Sierra, locally known as Las Minas (The Mines), is a district of the Abangares canton, in the Guanacaste province of Costa Rica. It is well known as a historical mining town of Costa Rica, located in the north west Pacific Region. It goes from an altitude of 210 meters to 1200 meters.

History and mining 
Oral history tells that the name "Sierra" is related to one of the first resources the town took advantage of: wood.
The Spanish word "sierra" means "saw." Residents developed sawmills once they knew about the valuable and precious woods in the area.

By the year 1900, the gold mining industry had started up in Abangares but mostly in Sierra, were the Abangares Gold Fields of Costa Rica (Abangares Mining Company) owned by Minor C. Keith, built up the Stamp mill House, the Company Headquarters and the Powder House. The ore activity carried vast development. By that time, people compared La Sierra development with California (as well because the Gold rush).

Climate
It is a mountainous zone with a variety of temperatures (from 34 °C to 5 °C) and climates (from dry forest to rain forest).

Geography 
Sierra has an area of  km2 and an elevation of  metres.

To the north it borders Tilarán, to the south San Juan de Abangares and Las Juntas (south west), to the east Monteverde and to the west it borders Cañas.

^^^^

- To do
**a.** Answer these from the article about Sierra, one line each:
(i) What does the Spanish word "sierra" mean?
(ii) Who owned the Abangares Gold Fields of Costa Rica?
(iii) What range of temperatures does the zone have?
**b.** Translate this sentence from the article about Sierra into Spanish: "It is a mountainous zone with a variety of temperatures (from 34 °C to 5 °C) and climates (from dry forest to rain forest)."
**c.** Pick up the article about Sierra after its final sentence and write what follows.

- Collected material

^^^^

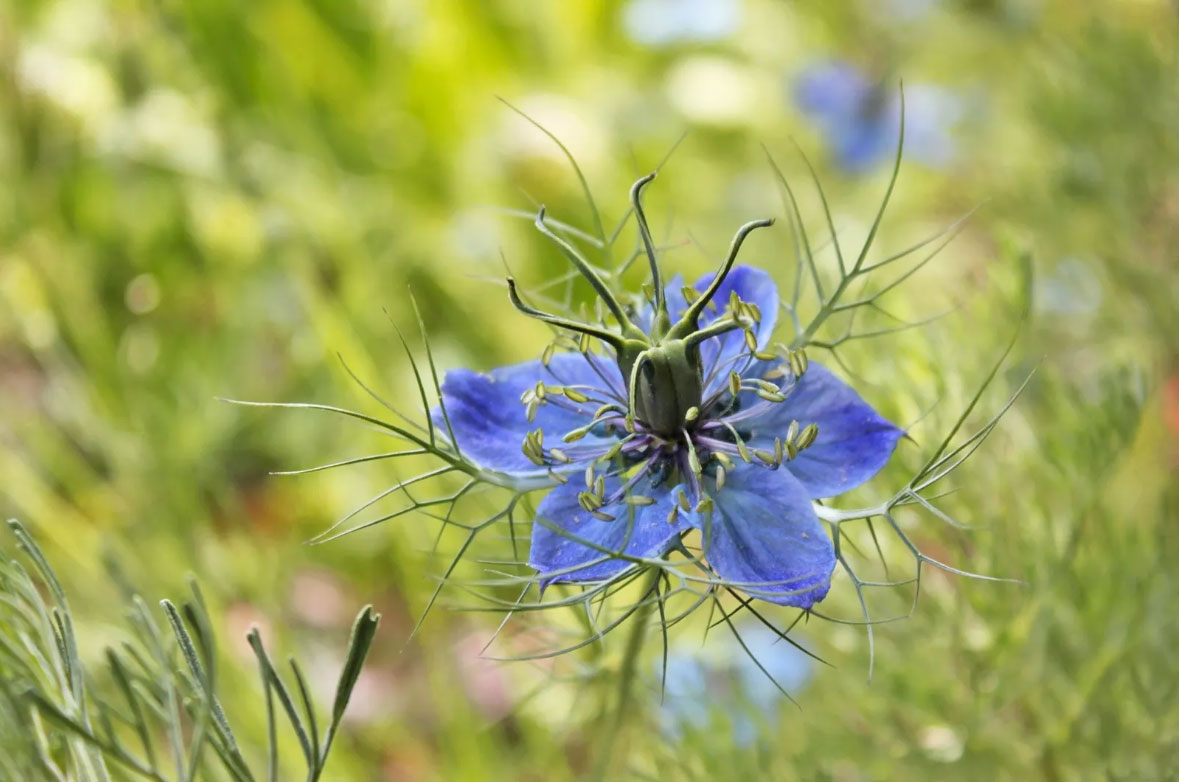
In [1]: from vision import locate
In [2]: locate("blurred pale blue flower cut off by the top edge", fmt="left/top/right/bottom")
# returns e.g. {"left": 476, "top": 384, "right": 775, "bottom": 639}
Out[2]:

^^^^

- Answer section
**a.**
(i) Saw.
(ii) Minor C. Keith.
(iii) From 34 °C to 5 °C.

**b.** Es una zona montañosa con una variedad de temperaturas (de 34 °C a 5 °C) y de climas (del bosque seco al bosque lluvioso).

**c.**
Economy 
The major activities are agriculture (Coffee and variety of Vegetable), Gold mining and Tourism. At the moment, gold mining is artisanal and largely unregulated.

Agriculture and mining are the most traditional activities and ways of living in the district. All over the highlands (San Rafael, Cebadilla, Campos de Oro, Cañitas, La Cruz and Tornos) small producers of coffee and vegetables are organized in cooperatives.

The Ecomuseum, the biodiversity, and the hot springs are attracting tourism from all over the world to the district. La Sierra is between Guanacaste and San José, and between Guanacaste and Monteverde. Tourism can include staying in La Sierra and using a non traditional tourist route to Guanacaste, with local options including zip lining, agritourism, visiting the Ecomuseum, seeking out local gold miners, or resting at the hot springs.

Mining ecomuseum 
The Mining ecomuseum is located on 38 hectares of local government property and managed by the district Committee of Culture and Management of Museums. It documents and celebrates one of the first mining centers in Central America, and the legends and realities that the miners of the time lived in.
The recent built showroom displays graphic and documentary information. Various paths explain the mining infrastructure, which preserves the spirit of the mining years (1901–1931).

The “Ecomuseum” idea arose in France in the 1970s. In Costa Rica it was adopted in the 1980s. The Abarenges Mine Ecomuseum was founded in 1991. It's an educational model of culture and sustainable development that integrates inhabitants with rational resource use, and ecological protection and cultural protection.

The Eco-museum was developed around the ruins of one of the oldest gold mines in the region, where old machinery, hand tools, and infrastructure can still be seen. The surrounding area is largely forested and provides opportunities for bird and butterfly watching, and other nature observation.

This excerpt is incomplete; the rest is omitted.